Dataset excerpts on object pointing
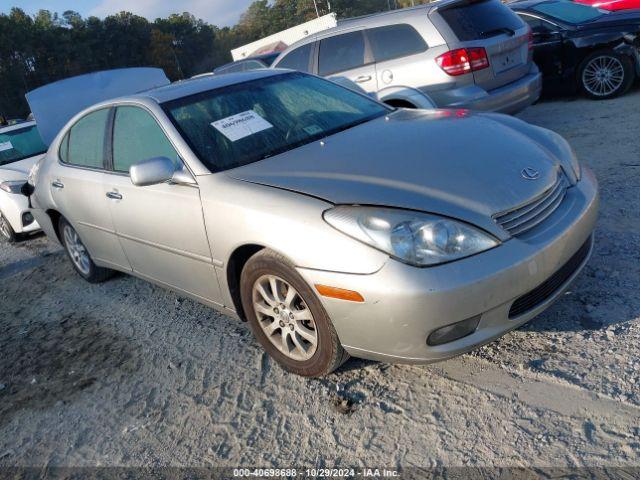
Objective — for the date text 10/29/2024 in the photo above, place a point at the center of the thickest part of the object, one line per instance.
(315, 472)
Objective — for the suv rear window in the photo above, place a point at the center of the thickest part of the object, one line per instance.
(395, 41)
(479, 20)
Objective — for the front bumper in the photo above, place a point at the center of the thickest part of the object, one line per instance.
(510, 99)
(404, 304)
(13, 207)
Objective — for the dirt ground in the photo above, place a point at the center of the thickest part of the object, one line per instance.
(128, 374)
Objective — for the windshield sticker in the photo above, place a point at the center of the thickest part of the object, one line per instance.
(313, 129)
(237, 127)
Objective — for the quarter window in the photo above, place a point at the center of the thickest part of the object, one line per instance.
(297, 59)
(342, 52)
(84, 144)
(136, 137)
(395, 41)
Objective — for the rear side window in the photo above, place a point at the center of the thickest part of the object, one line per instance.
(297, 59)
(480, 20)
(84, 143)
(395, 41)
(137, 137)
(340, 53)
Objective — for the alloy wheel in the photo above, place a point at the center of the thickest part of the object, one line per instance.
(77, 251)
(603, 75)
(284, 317)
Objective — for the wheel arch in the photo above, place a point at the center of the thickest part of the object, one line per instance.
(237, 260)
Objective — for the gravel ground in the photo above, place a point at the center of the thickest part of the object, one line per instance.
(128, 374)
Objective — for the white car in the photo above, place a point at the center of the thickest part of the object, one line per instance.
(20, 148)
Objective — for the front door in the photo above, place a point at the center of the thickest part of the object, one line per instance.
(161, 227)
(347, 56)
(77, 187)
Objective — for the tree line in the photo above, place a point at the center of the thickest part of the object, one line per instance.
(45, 47)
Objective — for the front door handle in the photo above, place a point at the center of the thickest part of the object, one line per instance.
(363, 78)
(114, 196)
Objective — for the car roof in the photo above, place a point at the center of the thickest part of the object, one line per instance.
(193, 86)
(17, 126)
(526, 3)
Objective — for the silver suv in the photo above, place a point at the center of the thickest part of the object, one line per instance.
(451, 53)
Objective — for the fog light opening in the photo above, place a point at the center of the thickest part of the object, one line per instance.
(27, 219)
(453, 332)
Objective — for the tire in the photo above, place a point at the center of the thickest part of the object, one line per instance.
(79, 255)
(288, 324)
(7, 233)
(605, 74)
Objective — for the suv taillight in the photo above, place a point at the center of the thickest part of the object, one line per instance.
(463, 60)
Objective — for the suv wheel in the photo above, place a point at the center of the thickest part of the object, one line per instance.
(287, 318)
(605, 74)
(79, 255)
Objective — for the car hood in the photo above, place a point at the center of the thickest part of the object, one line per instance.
(454, 163)
(18, 170)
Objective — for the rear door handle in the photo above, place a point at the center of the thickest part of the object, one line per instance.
(363, 78)
(114, 195)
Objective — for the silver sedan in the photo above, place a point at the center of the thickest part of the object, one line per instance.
(333, 224)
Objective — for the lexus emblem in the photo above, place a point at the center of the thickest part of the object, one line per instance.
(530, 173)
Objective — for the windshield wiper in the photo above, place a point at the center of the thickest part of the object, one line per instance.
(497, 31)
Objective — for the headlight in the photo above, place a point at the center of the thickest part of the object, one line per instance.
(415, 238)
(12, 186)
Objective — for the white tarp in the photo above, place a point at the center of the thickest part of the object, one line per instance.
(53, 105)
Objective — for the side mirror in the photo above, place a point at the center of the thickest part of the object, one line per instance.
(152, 171)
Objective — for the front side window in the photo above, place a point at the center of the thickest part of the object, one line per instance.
(395, 41)
(297, 59)
(84, 143)
(136, 137)
(240, 124)
(18, 144)
(341, 53)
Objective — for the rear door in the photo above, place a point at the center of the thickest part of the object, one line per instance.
(493, 26)
(348, 55)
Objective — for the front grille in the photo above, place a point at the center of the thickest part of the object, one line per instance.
(542, 292)
(522, 219)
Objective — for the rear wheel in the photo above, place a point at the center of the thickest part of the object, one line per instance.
(79, 255)
(287, 318)
(6, 230)
(605, 74)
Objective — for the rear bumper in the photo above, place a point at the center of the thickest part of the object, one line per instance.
(511, 98)
(404, 305)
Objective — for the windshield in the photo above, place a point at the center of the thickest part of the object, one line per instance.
(19, 144)
(240, 124)
(569, 12)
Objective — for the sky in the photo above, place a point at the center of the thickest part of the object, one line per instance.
(217, 12)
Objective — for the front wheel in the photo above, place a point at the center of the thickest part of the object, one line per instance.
(287, 318)
(79, 255)
(605, 74)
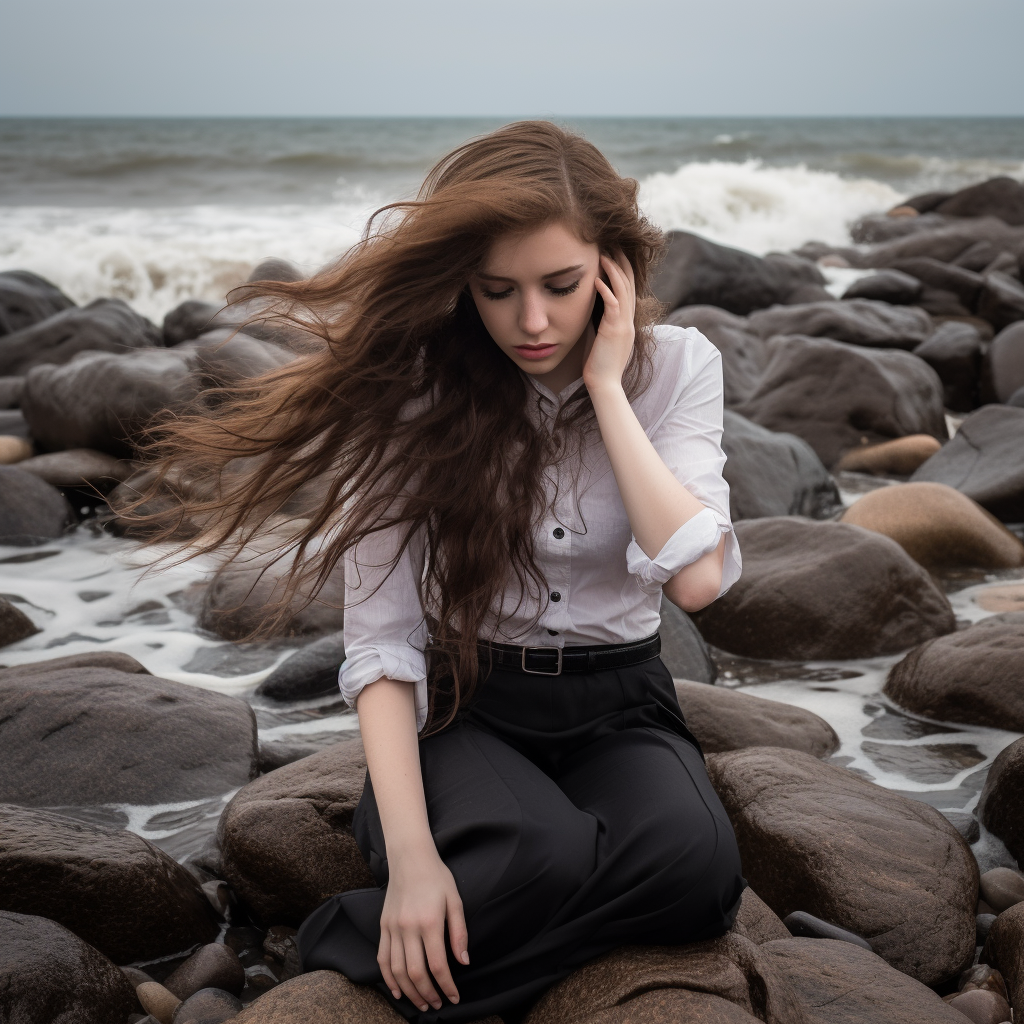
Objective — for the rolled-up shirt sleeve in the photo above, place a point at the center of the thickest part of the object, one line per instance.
(688, 438)
(385, 627)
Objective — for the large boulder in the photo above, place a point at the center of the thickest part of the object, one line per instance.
(75, 733)
(938, 527)
(1001, 806)
(817, 838)
(857, 322)
(725, 720)
(696, 271)
(50, 976)
(743, 353)
(839, 396)
(975, 676)
(984, 462)
(823, 590)
(31, 510)
(104, 325)
(287, 838)
(773, 473)
(112, 888)
(26, 299)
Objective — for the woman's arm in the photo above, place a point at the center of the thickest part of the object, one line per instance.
(421, 891)
(655, 502)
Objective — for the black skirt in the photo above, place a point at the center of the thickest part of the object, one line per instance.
(576, 815)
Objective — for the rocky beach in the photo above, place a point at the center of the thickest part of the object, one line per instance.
(175, 798)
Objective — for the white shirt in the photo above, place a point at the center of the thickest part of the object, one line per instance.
(601, 588)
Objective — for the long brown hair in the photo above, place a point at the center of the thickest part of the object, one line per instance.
(403, 403)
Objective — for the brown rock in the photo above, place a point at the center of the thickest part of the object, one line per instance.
(823, 590)
(896, 458)
(47, 974)
(1001, 806)
(817, 838)
(322, 996)
(937, 526)
(725, 720)
(212, 966)
(976, 675)
(1005, 950)
(110, 887)
(287, 838)
(841, 983)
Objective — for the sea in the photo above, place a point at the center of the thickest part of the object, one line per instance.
(159, 211)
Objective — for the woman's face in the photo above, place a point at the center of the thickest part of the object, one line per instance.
(536, 294)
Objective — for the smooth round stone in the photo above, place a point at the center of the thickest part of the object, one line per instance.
(896, 458)
(1001, 889)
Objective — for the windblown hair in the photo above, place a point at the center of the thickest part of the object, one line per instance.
(404, 408)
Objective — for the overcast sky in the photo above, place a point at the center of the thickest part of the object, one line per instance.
(511, 57)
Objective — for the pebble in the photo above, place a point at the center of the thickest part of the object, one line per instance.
(1001, 888)
(156, 999)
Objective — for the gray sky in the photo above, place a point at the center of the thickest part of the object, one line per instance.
(559, 57)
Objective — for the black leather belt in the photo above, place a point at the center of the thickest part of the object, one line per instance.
(559, 660)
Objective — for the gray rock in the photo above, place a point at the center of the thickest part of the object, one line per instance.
(773, 473)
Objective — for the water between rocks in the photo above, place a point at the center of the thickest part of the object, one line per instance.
(89, 591)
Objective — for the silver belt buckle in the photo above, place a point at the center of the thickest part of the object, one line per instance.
(541, 672)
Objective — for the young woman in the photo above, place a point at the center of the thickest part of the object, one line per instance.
(520, 466)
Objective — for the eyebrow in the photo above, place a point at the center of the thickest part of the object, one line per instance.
(554, 273)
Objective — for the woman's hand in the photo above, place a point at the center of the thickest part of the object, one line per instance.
(421, 895)
(608, 353)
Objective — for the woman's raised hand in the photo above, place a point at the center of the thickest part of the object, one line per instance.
(421, 895)
(609, 351)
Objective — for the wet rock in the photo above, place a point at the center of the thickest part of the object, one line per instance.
(30, 509)
(937, 526)
(722, 981)
(1005, 950)
(50, 975)
(80, 467)
(838, 396)
(743, 353)
(857, 322)
(896, 458)
(823, 590)
(894, 287)
(208, 1006)
(983, 461)
(1003, 371)
(1001, 197)
(104, 325)
(840, 983)
(1001, 806)
(26, 299)
(309, 672)
(953, 351)
(803, 925)
(726, 720)
(683, 650)
(110, 887)
(14, 624)
(158, 1001)
(212, 966)
(323, 996)
(976, 675)
(696, 271)
(287, 838)
(1003, 888)
(249, 595)
(817, 838)
(773, 473)
(144, 739)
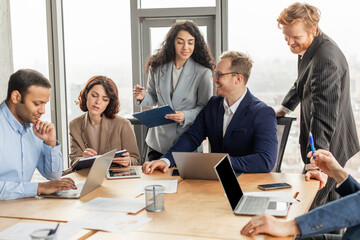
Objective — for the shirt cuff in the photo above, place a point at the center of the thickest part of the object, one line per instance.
(166, 160)
(339, 184)
(285, 109)
(30, 189)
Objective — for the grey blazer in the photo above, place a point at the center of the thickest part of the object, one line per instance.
(323, 88)
(191, 94)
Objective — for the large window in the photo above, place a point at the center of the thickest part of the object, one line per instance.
(253, 29)
(176, 4)
(29, 39)
(97, 42)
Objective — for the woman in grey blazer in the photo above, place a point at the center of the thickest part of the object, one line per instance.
(180, 75)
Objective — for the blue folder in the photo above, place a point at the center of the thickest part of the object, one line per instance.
(155, 117)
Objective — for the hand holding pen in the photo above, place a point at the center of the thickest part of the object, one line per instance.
(312, 145)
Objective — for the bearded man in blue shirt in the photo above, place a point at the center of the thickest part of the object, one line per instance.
(26, 142)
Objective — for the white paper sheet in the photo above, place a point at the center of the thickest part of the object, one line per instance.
(115, 205)
(169, 185)
(23, 230)
(107, 221)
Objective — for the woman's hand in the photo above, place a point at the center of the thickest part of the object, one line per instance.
(124, 160)
(89, 153)
(139, 92)
(178, 117)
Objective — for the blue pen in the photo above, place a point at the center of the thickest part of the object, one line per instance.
(53, 231)
(312, 144)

What the task asks —
Copy each line exactly, from the line containing "Objective — for the woman in" down to the last line of the material, and no other lines.

Expected answer —
Objective — for the woman in grey blazer in the photo above, place a point at the center of the thickest part of the object, one line per instance.
(180, 75)
Objective — for the blue folder in the photo above, place a point at the center of the thickest part of the object, one line per instance.
(155, 117)
Objective — for the hand holding pen in the photo above, place a point at the center of the thickest part of the object, one line per instance.
(312, 145)
Objective — for the bearded man in blue shirt in the photo above, place a point at the center of the thickest part of the object, one line per instance.
(26, 142)
Objective — for the white paper sheet in the photo above, place a point at the center of the thickest part of the object, one line per instance.
(115, 205)
(169, 185)
(23, 230)
(107, 221)
Objective — for the woman's hand in the photo above, place a point at the center of the thickest part of the object, one line per instance.
(124, 160)
(89, 153)
(139, 92)
(178, 117)
Objective — for the blue pen in the photo above, place a point at the center of the thickest part of the object, one line per instance.
(53, 231)
(312, 144)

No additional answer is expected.